Data entries:
++++
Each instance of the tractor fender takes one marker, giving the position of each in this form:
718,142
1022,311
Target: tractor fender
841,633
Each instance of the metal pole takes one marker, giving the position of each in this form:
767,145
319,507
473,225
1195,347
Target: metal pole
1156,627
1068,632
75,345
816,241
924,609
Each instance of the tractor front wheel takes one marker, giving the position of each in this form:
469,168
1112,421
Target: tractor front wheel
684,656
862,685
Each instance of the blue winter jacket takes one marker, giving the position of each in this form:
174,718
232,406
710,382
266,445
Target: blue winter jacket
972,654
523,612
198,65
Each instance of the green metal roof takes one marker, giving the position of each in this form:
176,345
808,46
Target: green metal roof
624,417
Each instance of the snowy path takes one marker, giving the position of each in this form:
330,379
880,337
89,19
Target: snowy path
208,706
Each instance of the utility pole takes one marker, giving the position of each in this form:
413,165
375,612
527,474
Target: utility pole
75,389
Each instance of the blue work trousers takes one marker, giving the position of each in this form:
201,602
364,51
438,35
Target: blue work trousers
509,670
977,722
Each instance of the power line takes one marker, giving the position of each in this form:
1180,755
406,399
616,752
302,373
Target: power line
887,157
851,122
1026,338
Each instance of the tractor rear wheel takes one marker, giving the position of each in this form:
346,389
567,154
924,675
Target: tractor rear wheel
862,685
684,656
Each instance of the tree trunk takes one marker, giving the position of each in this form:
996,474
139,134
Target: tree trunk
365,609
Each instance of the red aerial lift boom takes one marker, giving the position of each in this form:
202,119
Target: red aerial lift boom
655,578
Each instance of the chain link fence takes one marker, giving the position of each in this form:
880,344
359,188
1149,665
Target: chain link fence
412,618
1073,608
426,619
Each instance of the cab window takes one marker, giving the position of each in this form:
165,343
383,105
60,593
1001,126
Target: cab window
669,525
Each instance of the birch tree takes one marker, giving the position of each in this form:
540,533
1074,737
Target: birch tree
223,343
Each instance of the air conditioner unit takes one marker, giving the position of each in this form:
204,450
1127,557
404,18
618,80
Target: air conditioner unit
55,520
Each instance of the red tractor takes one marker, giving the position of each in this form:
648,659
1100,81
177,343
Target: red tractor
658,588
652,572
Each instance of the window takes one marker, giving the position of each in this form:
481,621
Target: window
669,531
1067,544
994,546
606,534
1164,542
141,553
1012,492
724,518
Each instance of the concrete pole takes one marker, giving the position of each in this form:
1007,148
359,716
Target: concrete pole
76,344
++++
Write out each entry once more, exactly as it was given.

**SOLUTION TO THIS PROBLEM**:
Each instance of the tractor fender takes one marker, giving the position of each in this form:
718,142
1022,311
Target: tractor fender
841,633
Each instance of the metal pole takes one marker, giving the position of each in this form:
767,145
319,507
473,225
1195,347
Target: metal pole
1156,627
1068,632
75,345
816,241
924,609
Each instance of the tractor front wheel takes one marker, giving the position of each in this form:
469,168
1112,421
Target: tractor front wheel
684,656
862,685
Each instance of the blue winter jacket takes one marker, giving the position of each in this form:
174,718
232,406
710,382
266,445
Target: blue winter jacket
972,654
523,612
198,65
Each instance of the green metal roof takes one marker, giving the position of each in this form:
176,345
808,46
Target: green metal roof
624,417
Each instance of the snowy path takes one marker, giving the position of each in this form:
330,379
880,337
89,19
Target: snowy path
208,706
Each instance of the utility pole takes one marker, giving the position of each in this form:
413,165
375,612
527,474
Target: utility pole
75,389
Each instance of the blue work trousers takes one marker, giving the position of each in this form:
201,602
364,51
438,35
Target: blue work trousers
509,670
977,722
Each instance of the power line takes one marker, giving the position of each in this form:
1180,755
406,399
616,752
302,373
Target: power line
887,157
851,122
1026,338
Each instance of the tractor rear wheel takes one marker, giving the position of each in this form:
346,389
567,154
924,675
Target: tractor rear wheel
862,685
684,656
Each instance of the tree trunk takes one marker, giving the position of each in this form:
996,474
139,134
Target: tree trunk
365,609
Each instance of the red aerial lift boom takes one marker, giving the position of each in this form:
202,119
Target: red aerial lift boom
655,578
Each instance of the chain link fence takes one marker, giving the position of each in this form:
880,344
359,188
1149,665
Target: chain link fence
412,618
1073,608
426,619
Each instance of the cab window takes one marker, giving the position of each in this form:
165,343
383,105
60,593
1001,126
Target: cab window
669,525
Each instance of the birch tree takes one marker, giving the position of each in this form:
540,533
1074,737
Target: birch tree
223,343
Each instance of the air conditioner unit takes one marker, giving the position of each in this form:
204,450
1127,557
404,18
618,80
Target: air conditioner unit
55,520
Each instance of the red tractor takes one marker, giving the position of each in this form:
648,659
1100,81
177,343
Target: red tractor
658,588
652,572
Each instance of the window takes one marker, giving the position of each in this form:
481,621
Target: window
669,531
1067,544
994,546
606,534
1164,542
141,553
1012,492
724,518
Each instance of the concrete pole takes one marker, giving the position of each in this form:
1007,148
359,716
Target: concrete pole
76,344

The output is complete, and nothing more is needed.